习近平总书记在2018年8月22日全国宣传思想工作会议上,指出“扎实抓好县级融媒体中心建设,更好引导群众、服务群众”,将县级融媒体建成“打通媒体融合的‘最后一公里’”[1],实现基层社会与各级政府间的有效沟通。2021年10月,中共中央、国务院又印发《黄河流域生态保护和高质量发展规划纲要》,为山西等9省区在内的黄河干支流地区乡村振兴吹响了号角。[2]关注该地区县级融媒体的传播效力,无疑有助于沟通基层社会,服务于乡村振兴战略。

从目前信息传播现状来看,中太行地区有影响力的传统媒体较少,在新媒体时代又面临着新的传播困境。随着数字媒介技术下沉,扁平化日益成为主导性传播形式,传统媒体曾经的影响力面临着新考验:数字媒介中谣言不断滋生、体制化舆论引导乏力、社会价值观混乱等等,部分稀释了农民的政治认同,也影响了基层社会生态稳定。传统媒体时代的“典型报道”具有舆论引导、形成共识,构建主流价值观的重要作用。县级融媒体作为新型主流媒体,如何承担好“典型报道”的传播功能,从而引导基层社会形成正确的价值取向就成为一项新课题。本研究试图探讨中太行地区县级融媒体太行文化的典型报道对农民价值观的影响效果,进而为县级融媒体更好服务基层社会,实现与农民之间的有效沟通提供传播策略。

一、文献综述

典型报道是苏联特别是中国新闻业独有的景观。[3]国内针对典型报道整体上呈现思辨分析较多,对典型报道进行实证研究的较少;对典型报道的内容分析偏多,探讨其实际传播效果的研究偏少。目前针对典型报道的研究取向分为三类:

第一,是典型报道的本体论研究,主要是探讨典型报道的历史脉络、本体论特点等等。吴廷俊等指出,典型报道理论是在延安整风中形成,并成为我党新闻实践中的独特新闻报道样式。[4]童兵认为典型报道在推动我国社会主义现代化建设中发挥过积极作用,随着改革深入发展仍将继续发挥重要作用,但也存在不少问题,亟待改进。[5]20世纪90年代典型报道出现了衰减状况,[6]伴随数字媒介技术下沉,典型报道也遭遇了新的冷落期,但因其承载着国家意识形态的重要任务,诸类媒介仍然将其作为重要传播形式。一些学者对数字媒介时代的典型报道进行了有益的探索,并主张典型报道在新时代理应扮演更加重要的角色。[7]

第二,是典型报道的个案研究,主要围绕典型报道个案分析其变革之道。朱清河等关于《南方人物周刊》非传统典型人物的报道取向展开分析,认为应从人物的多元化、文本的多样性以及专题报道整合性方面改进典型报道;[8]许向东等关于新媒体环境下周炳耀先进事迹报道分析,认为传统典型报道模式受到多重质疑,需要媒体从报道主体、模式、手法等方面进行创新;[9]常凌翀等对融媒体传播中湖州生态文明建设的典型报道分析,认为新媒体传播中要重视传播手段和方法创新,更加强调新闻舆论工作中的传播效果。[10]这些研究从不同层面指出,当前典型报道存在的问题及应对之策。在新媒体条件下,典型报道需要运用多种方式方法进行创新,从而更好实现“传播四力”。

• [任务要求]
请把上文中的这句话译成英文:“典型报道是苏联特别是中国新闻业独有的景观。”

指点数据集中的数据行
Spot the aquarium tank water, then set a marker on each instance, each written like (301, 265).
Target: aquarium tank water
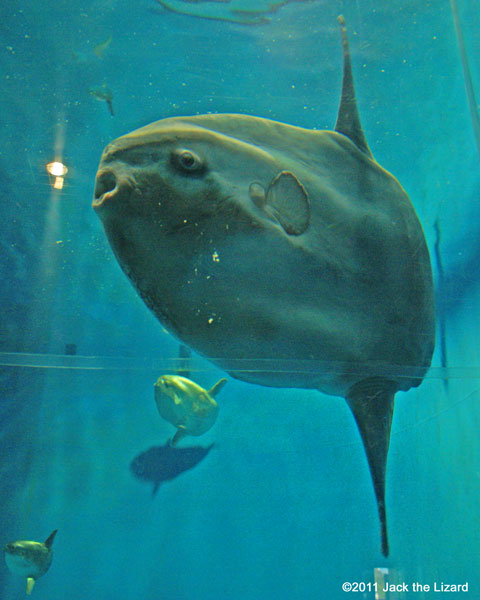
(240, 265)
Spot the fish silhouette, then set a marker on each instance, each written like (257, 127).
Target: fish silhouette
(164, 463)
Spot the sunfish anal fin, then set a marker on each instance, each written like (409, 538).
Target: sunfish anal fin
(371, 402)
(30, 584)
(348, 120)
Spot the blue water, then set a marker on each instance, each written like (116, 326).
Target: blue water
(282, 506)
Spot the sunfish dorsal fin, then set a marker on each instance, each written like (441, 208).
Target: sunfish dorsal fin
(49, 541)
(371, 402)
(30, 584)
(348, 120)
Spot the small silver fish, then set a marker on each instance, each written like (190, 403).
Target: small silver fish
(103, 93)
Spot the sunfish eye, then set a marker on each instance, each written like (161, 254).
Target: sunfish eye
(187, 161)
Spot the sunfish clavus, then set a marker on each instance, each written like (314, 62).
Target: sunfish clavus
(288, 257)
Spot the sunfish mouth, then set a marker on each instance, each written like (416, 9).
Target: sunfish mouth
(109, 185)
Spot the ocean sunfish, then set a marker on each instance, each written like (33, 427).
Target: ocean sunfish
(29, 559)
(104, 94)
(288, 257)
(183, 403)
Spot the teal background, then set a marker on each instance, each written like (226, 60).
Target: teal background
(282, 507)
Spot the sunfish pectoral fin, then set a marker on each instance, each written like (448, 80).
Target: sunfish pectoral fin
(217, 387)
(287, 202)
(348, 120)
(371, 402)
(179, 435)
(49, 541)
(30, 584)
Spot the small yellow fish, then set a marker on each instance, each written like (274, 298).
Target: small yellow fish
(29, 559)
(186, 405)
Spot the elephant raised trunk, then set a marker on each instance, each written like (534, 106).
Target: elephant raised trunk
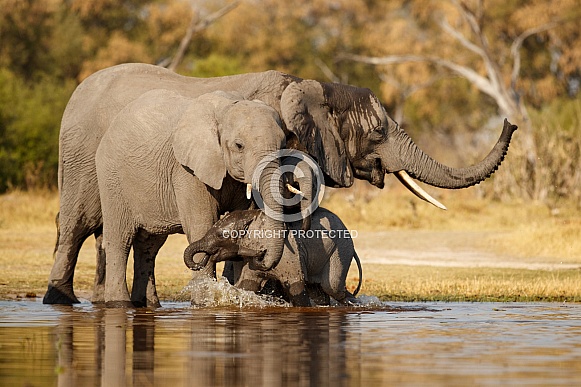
(413, 161)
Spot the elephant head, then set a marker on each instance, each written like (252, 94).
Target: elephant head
(301, 189)
(349, 133)
(232, 136)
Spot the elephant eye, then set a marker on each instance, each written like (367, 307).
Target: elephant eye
(377, 133)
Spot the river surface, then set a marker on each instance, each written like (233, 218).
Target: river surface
(373, 344)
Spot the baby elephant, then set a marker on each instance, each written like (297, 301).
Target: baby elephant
(313, 262)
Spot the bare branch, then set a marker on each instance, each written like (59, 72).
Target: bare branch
(517, 44)
(461, 38)
(196, 26)
(327, 71)
(482, 83)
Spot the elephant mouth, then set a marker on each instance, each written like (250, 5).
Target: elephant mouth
(370, 171)
(375, 174)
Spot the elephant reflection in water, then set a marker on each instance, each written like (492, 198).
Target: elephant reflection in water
(80, 363)
(203, 348)
(269, 348)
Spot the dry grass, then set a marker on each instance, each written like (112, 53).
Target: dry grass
(27, 236)
(518, 229)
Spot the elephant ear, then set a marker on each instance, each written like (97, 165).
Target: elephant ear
(307, 114)
(196, 144)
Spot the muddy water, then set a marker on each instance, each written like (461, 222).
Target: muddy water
(375, 344)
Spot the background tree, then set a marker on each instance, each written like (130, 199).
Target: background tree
(447, 70)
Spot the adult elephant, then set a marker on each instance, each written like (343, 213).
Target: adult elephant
(344, 128)
(170, 163)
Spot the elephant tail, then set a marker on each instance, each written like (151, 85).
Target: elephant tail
(193, 249)
(358, 261)
(58, 234)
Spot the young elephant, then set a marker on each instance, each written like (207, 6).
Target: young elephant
(312, 260)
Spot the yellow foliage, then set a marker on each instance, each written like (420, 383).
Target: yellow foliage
(118, 50)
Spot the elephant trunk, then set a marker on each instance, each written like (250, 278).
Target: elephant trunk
(196, 247)
(271, 187)
(427, 170)
(306, 187)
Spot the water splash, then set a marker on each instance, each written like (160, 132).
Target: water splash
(205, 291)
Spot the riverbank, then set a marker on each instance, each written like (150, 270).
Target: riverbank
(476, 251)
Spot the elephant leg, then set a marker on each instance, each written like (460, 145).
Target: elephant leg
(229, 272)
(333, 280)
(249, 280)
(99, 285)
(297, 293)
(145, 249)
(71, 235)
(318, 295)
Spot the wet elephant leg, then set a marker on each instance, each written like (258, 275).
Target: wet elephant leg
(145, 249)
(71, 235)
(99, 285)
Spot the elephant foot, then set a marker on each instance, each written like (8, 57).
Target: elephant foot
(98, 294)
(119, 304)
(63, 295)
(298, 294)
(349, 300)
(146, 304)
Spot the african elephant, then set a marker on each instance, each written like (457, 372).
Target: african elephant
(169, 164)
(318, 258)
(344, 128)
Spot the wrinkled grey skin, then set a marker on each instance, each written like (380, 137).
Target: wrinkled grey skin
(316, 260)
(170, 164)
(344, 128)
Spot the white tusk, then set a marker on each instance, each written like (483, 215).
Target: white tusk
(294, 190)
(406, 180)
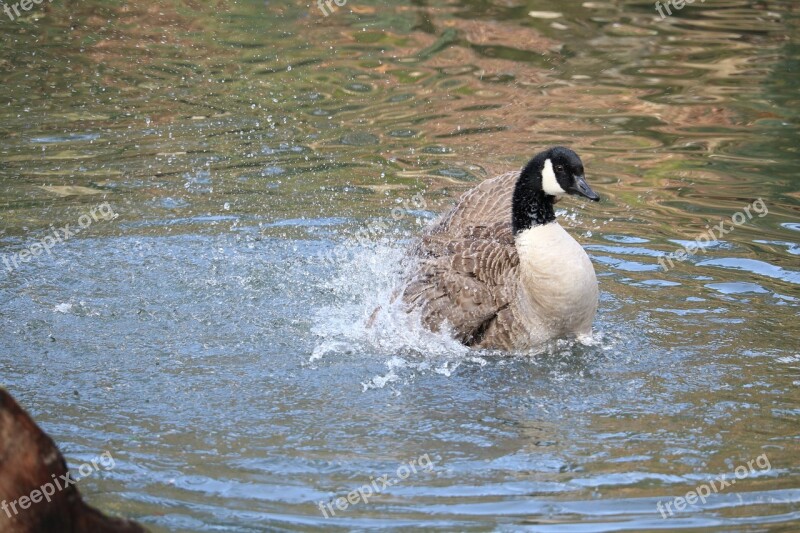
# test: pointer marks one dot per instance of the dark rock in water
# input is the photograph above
(37, 494)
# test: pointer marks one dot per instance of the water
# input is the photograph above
(213, 336)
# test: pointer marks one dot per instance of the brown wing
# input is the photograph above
(467, 264)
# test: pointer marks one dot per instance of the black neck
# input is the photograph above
(530, 205)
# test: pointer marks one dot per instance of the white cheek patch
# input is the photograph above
(549, 183)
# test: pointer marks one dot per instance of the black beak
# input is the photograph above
(581, 188)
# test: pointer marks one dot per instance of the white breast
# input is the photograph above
(558, 279)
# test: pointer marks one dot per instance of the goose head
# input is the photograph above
(549, 176)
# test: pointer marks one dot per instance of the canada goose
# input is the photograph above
(499, 270)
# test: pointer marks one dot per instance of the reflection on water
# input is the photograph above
(208, 340)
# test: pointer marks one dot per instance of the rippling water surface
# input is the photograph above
(212, 336)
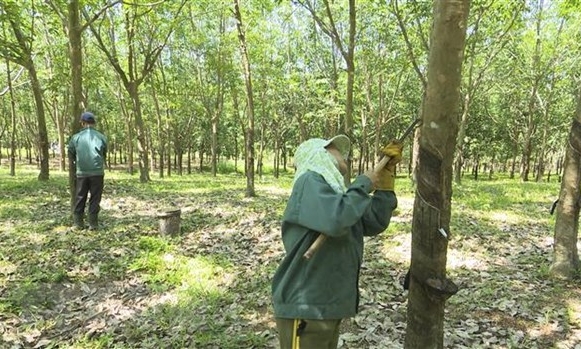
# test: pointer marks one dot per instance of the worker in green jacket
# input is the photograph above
(88, 150)
(313, 291)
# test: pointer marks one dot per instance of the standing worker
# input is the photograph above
(313, 290)
(88, 150)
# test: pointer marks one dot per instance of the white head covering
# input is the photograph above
(311, 155)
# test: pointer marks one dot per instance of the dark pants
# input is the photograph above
(86, 185)
(308, 334)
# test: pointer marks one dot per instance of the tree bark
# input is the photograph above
(429, 287)
(565, 255)
(250, 191)
(78, 104)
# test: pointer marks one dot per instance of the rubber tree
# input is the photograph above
(429, 287)
(146, 37)
(250, 191)
(20, 50)
(565, 255)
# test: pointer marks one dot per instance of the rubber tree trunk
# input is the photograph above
(565, 255)
(76, 58)
(429, 287)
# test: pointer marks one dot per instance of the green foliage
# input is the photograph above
(126, 286)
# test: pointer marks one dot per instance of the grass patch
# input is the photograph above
(126, 286)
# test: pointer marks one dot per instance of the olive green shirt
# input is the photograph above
(326, 286)
(88, 149)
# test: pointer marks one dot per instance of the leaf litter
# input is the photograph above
(63, 287)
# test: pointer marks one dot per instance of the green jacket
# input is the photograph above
(326, 286)
(88, 150)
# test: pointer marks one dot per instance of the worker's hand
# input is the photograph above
(385, 179)
(393, 151)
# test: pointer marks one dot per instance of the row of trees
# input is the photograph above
(171, 79)
(493, 81)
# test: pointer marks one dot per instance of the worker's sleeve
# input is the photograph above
(72, 151)
(376, 218)
(104, 149)
(316, 206)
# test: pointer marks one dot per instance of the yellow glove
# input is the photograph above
(386, 175)
(393, 151)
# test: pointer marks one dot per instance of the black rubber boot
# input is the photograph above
(78, 222)
(93, 219)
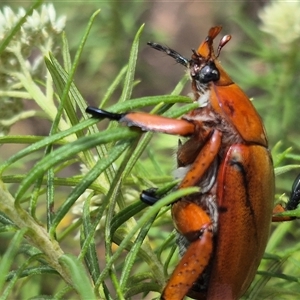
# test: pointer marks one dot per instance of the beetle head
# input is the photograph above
(204, 66)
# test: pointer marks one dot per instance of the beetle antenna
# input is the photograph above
(224, 40)
(178, 57)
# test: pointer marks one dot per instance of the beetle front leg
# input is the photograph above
(147, 122)
(195, 224)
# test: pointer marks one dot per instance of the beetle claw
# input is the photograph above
(100, 113)
(149, 196)
(294, 200)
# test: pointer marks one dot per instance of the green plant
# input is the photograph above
(103, 200)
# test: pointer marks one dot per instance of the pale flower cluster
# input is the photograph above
(281, 19)
(22, 59)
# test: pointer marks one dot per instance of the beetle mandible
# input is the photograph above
(223, 229)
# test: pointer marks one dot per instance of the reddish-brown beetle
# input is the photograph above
(223, 229)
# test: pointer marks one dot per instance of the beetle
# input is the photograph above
(223, 229)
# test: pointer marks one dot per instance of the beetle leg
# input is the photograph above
(203, 161)
(292, 204)
(195, 224)
(149, 196)
(147, 122)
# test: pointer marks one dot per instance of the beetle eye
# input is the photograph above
(208, 73)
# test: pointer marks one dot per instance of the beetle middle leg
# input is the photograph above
(195, 224)
(292, 204)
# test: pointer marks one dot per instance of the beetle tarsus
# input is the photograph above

• [本题答案]
Typical reporting is a phenomenon unique to the journalism of the Soviet Union and, in particular, of China.